● Tarefa escrita 1
Indique se cada afirmação a seguir está de acordo com o texto sobre jurisprudência defensiva, abaixo, respondendo sim ou não e citando literalmente as palavras do texto que decidem a resposta. (a) A jurisprudência defensiva recebe críticas de ampla doutrina. (b) Os entendimentos que compõem a jurisprudência defensiva costumam ter amplo amparo legal. (c) A jurisprudência defensiva encontrou abrigo nos tribunais de cúpula por causa do pequeno número de recursos que eles recebem.
● Tarefa escrita 2
Segundo o texto sobre jurisprudência defensiva, abaixo, quais recursos de direito estrito do processo civil são mencionados?

● Texto de leitura
<<<<
A
jurisprudência defensiva consiste, grosso modo, em um conjunto de
entendimentos — na maioria das vezes sem qualquer amparo legal —
destinados a obstaculizar o exame do mérito dos recursos, principalmente
de direito estrito (no processo civil, Recursos Extraordinário e
Especial) em virtude da rigidez excessiva em relação aos requisitos de
admissibilidade recursal.
Criticada por ampla doutrina, a
jurisprudência defensiva vinha encontrando abrigo, em maior ou menor
medida, no Supremo Tribunal Federal e no Superior Tribunal de Justiça,
com base em fundamentos puramente pragmáticos: o excessivo número de
recursos aportados ano após ano nos tribunais de cúpula.
>>>>
● Dados fornecidos
<<<<
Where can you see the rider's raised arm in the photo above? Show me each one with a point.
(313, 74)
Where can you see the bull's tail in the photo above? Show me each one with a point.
>>>>
● Resposta completa 1
(a) Sim: "Criticada por ampla doutrina".
(b) Não: "na maioria das vezes sem qualquer amparo legal".
(c) Não: "o excessivo número de recursos aportados ano após ano nos tribunais de cúpula".

● Resposta completa 2
Os Recursos Extraordinário e Especial.